Quote the lines below verbatim, starting at the line containing "# Trace the outline of every instance of the pink" and ending at the line containing "124 83 L 124", with both of those lines included.

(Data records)
━━━━━━━━━━━━━━━━

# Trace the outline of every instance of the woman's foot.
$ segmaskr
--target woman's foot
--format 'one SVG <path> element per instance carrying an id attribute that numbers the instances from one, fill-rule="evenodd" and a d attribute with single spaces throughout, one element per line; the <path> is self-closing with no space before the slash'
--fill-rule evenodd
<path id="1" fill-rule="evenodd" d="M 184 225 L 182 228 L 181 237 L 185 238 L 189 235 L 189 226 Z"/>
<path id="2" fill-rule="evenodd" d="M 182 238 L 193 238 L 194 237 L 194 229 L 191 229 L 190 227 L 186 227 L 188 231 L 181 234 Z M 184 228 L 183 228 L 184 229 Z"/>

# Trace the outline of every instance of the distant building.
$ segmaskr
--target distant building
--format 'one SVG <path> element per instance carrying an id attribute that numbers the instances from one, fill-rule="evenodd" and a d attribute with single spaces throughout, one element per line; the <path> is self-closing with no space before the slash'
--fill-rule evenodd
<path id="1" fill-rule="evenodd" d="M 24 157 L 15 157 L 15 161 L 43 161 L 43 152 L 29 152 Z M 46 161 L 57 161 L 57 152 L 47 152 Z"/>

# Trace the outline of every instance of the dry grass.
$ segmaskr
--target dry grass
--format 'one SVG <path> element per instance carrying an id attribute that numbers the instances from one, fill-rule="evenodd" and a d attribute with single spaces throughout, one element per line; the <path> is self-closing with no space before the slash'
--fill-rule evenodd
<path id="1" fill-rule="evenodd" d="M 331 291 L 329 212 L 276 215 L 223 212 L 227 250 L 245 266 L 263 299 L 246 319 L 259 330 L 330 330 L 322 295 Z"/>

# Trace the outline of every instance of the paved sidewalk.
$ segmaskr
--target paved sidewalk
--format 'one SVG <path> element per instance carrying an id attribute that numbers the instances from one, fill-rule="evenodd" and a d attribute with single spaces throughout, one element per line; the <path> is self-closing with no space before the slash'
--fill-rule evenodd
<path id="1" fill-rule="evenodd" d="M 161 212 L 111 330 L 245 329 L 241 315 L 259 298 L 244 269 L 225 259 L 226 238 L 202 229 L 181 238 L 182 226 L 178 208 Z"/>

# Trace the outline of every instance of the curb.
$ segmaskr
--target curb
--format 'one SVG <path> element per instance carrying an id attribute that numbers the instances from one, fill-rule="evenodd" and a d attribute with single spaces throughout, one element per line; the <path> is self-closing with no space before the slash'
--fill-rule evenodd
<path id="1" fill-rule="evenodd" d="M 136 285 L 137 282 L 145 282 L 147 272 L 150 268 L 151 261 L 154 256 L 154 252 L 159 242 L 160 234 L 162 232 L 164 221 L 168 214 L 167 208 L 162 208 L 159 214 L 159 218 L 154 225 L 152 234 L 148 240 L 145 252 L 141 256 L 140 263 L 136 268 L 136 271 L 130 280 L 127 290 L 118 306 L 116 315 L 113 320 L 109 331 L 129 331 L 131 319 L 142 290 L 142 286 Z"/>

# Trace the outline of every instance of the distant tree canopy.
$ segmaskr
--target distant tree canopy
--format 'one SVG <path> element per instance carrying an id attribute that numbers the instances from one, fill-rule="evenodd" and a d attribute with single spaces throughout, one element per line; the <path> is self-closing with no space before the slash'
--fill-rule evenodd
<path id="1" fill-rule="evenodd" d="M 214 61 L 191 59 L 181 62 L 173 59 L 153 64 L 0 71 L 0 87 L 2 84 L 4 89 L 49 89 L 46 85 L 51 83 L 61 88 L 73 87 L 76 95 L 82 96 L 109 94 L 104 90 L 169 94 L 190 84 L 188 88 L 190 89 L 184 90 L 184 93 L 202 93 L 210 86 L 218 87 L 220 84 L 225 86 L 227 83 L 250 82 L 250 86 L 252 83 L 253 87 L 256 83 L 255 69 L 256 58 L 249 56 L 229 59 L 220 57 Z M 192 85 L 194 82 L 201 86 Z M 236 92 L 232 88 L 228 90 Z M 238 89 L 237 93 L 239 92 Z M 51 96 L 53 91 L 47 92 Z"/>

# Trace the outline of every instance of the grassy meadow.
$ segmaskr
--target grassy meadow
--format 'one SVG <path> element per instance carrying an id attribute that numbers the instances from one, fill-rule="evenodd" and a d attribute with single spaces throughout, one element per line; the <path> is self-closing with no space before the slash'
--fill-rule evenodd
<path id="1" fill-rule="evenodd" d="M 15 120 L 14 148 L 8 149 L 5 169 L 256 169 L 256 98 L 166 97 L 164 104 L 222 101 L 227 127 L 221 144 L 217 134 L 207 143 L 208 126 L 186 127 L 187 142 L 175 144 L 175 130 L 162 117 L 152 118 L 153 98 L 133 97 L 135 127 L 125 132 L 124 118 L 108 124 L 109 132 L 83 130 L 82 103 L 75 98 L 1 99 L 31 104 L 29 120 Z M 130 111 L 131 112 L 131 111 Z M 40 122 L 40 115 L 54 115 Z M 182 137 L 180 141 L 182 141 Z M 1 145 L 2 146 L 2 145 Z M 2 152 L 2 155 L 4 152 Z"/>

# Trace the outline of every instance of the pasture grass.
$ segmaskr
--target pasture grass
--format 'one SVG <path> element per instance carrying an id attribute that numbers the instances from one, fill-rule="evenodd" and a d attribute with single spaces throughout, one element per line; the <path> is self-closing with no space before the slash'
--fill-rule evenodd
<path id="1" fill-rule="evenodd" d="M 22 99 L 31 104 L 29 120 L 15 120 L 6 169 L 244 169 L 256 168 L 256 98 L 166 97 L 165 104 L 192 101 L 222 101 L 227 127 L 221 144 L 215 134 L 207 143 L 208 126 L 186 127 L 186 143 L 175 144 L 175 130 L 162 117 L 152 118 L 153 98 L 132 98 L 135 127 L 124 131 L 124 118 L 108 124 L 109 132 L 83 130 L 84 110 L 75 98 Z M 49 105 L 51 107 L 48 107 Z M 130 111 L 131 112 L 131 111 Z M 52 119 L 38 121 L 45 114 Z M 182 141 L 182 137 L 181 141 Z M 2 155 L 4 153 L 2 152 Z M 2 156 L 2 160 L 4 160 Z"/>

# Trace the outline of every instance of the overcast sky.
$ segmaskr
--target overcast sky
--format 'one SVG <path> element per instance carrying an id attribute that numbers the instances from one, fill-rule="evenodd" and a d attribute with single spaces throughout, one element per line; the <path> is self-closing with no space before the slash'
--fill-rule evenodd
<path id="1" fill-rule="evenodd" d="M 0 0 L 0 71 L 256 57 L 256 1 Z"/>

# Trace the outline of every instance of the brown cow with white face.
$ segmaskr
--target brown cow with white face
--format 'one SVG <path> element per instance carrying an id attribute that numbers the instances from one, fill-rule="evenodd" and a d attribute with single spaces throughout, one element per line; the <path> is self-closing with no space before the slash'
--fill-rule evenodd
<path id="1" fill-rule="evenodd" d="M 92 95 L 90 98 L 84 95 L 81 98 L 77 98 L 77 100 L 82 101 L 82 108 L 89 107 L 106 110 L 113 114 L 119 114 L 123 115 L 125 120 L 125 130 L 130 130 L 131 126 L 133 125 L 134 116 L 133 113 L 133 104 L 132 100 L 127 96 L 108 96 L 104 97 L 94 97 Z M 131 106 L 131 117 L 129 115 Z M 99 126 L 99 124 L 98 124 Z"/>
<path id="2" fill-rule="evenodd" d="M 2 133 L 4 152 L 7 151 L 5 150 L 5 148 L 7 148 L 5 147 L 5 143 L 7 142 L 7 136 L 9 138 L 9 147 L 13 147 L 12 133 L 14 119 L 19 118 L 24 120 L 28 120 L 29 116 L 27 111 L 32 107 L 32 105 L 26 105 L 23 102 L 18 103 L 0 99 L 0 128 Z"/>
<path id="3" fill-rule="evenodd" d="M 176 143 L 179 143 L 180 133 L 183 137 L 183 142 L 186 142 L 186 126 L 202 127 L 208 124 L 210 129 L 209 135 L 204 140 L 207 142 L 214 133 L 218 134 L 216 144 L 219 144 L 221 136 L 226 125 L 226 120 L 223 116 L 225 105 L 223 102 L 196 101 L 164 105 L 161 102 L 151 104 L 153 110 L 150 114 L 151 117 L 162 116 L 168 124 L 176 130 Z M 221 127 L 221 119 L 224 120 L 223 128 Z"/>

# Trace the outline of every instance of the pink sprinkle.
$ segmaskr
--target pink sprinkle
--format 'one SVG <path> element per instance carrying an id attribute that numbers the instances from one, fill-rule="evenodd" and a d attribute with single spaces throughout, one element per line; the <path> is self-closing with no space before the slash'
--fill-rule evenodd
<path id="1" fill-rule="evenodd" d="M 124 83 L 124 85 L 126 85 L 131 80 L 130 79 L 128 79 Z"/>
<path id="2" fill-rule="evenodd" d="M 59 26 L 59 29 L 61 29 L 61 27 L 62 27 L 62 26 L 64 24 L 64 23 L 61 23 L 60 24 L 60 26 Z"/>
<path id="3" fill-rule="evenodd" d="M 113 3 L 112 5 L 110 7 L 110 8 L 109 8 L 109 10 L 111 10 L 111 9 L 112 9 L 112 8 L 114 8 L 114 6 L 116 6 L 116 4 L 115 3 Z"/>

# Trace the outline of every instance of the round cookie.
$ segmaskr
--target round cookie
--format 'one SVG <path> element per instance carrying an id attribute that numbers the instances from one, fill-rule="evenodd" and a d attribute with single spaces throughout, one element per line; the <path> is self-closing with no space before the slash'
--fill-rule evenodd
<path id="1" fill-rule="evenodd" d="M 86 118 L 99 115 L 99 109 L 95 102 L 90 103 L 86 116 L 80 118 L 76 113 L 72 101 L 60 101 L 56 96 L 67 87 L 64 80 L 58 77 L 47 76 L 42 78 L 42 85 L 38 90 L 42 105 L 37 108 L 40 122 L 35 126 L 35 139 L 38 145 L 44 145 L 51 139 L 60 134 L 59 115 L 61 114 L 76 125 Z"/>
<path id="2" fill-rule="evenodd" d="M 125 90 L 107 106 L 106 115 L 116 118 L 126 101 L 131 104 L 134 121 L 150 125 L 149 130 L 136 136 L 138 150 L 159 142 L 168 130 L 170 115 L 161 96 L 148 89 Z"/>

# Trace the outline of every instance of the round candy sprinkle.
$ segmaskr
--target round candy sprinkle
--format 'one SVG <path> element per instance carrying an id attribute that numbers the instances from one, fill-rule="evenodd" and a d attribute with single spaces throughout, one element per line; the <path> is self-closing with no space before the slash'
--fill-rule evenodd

━━━━━━━━━━━━━━━━

## Written response
# Trace the outline of every instance of the pink sprinkle.
$ segmaskr
--target pink sprinkle
--format 'one SVG <path> element per instance carrying an id attribute that numbers the instances from one, fill-rule="evenodd" and a d attribute with single spaces throughout, one element per line; the <path> is self-closing with no space before the slash'
--fill-rule evenodd
<path id="1" fill-rule="evenodd" d="M 124 83 L 124 85 L 126 85 L 131 80 L 130 79 L 128 79 Z"/>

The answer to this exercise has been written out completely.